◆ **WHAT IS REQUIRED**
Could you return the lines below exactly, from the first line up to and including the line that holds "Target: road marking"?

───── MATERIAL PROVIDED ─────

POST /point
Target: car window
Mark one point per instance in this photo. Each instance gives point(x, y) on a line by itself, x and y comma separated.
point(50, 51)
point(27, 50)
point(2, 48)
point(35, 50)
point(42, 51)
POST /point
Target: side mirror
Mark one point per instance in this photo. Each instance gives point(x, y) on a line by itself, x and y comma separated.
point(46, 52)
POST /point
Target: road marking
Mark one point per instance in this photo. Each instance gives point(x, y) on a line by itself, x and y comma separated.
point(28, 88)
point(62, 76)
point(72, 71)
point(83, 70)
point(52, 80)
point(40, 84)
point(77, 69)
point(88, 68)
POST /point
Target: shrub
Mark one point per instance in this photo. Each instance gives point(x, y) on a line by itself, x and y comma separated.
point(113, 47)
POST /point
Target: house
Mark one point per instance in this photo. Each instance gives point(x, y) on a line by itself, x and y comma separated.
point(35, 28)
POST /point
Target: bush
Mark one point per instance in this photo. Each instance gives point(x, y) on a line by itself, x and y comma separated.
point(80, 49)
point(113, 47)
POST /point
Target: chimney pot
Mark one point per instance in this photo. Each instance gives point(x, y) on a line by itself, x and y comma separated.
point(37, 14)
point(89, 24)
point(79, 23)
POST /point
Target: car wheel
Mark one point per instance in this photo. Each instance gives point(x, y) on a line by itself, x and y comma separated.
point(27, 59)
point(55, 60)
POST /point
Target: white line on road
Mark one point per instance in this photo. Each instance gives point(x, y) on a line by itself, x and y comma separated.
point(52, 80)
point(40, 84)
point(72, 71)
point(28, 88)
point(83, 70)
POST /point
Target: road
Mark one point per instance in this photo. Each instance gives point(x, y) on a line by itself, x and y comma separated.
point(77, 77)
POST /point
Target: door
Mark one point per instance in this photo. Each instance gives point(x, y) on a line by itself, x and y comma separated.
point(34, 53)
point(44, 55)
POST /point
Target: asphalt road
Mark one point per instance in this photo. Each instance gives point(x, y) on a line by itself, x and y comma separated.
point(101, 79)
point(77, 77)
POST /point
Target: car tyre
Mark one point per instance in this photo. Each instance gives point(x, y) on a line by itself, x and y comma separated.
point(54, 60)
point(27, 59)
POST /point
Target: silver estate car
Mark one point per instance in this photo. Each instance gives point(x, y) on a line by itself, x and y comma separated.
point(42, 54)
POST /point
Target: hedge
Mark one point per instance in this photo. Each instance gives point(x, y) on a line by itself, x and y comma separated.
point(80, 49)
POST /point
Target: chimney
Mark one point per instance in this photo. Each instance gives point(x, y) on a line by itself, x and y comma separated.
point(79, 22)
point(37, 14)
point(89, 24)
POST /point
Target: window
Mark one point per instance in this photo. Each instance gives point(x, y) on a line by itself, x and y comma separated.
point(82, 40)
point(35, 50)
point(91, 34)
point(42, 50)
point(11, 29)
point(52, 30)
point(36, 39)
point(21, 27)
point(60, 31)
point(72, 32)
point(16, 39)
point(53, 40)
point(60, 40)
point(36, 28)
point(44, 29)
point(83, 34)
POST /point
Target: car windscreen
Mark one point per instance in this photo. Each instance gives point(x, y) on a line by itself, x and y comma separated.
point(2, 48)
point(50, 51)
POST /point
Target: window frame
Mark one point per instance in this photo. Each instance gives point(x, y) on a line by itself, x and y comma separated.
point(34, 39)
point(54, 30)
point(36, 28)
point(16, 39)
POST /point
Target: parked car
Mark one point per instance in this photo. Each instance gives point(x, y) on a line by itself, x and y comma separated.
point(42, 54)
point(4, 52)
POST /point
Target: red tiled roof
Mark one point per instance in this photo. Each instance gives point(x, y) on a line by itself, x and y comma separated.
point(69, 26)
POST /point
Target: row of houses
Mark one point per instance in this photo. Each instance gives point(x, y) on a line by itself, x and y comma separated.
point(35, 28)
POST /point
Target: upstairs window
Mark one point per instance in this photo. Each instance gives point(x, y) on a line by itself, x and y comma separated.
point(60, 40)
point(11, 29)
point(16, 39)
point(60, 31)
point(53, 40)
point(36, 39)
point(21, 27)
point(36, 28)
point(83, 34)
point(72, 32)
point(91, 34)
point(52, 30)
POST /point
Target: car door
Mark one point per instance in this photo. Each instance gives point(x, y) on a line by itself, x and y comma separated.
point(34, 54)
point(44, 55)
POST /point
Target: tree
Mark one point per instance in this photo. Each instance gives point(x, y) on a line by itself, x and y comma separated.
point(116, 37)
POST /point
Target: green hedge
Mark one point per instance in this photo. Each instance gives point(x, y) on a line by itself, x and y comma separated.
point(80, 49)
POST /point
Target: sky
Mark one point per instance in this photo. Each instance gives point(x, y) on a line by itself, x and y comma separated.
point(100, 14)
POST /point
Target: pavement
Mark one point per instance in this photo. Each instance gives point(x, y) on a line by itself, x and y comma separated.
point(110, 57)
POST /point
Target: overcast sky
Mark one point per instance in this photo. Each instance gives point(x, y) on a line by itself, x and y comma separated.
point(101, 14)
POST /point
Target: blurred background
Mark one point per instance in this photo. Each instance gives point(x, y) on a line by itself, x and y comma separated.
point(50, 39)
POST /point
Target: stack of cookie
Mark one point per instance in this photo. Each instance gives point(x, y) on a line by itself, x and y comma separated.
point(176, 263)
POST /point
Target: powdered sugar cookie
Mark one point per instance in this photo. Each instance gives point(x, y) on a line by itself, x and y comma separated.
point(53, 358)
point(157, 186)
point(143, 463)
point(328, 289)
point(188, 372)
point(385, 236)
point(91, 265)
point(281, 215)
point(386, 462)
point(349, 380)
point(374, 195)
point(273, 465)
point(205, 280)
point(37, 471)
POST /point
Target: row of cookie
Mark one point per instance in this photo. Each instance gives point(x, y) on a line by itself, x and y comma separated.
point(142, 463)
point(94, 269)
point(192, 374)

─────

◆ **YOUR RESPONSE**
POST /point
Target: car window
Mark one point per instance in this photo. Each instance gives point(x, y) on a line by itself, x and y comma separated.
point(50, 51)
point(27, 50)
point(2, 48)
point(35, 50)
point(42, 51)
POST /point
Target: side mirror
Mark one point per instance in this photo. Each instance gives point(x, y) on a line by itself, x and y comma separated.
point(46, 52)
POST /point
Target: road marking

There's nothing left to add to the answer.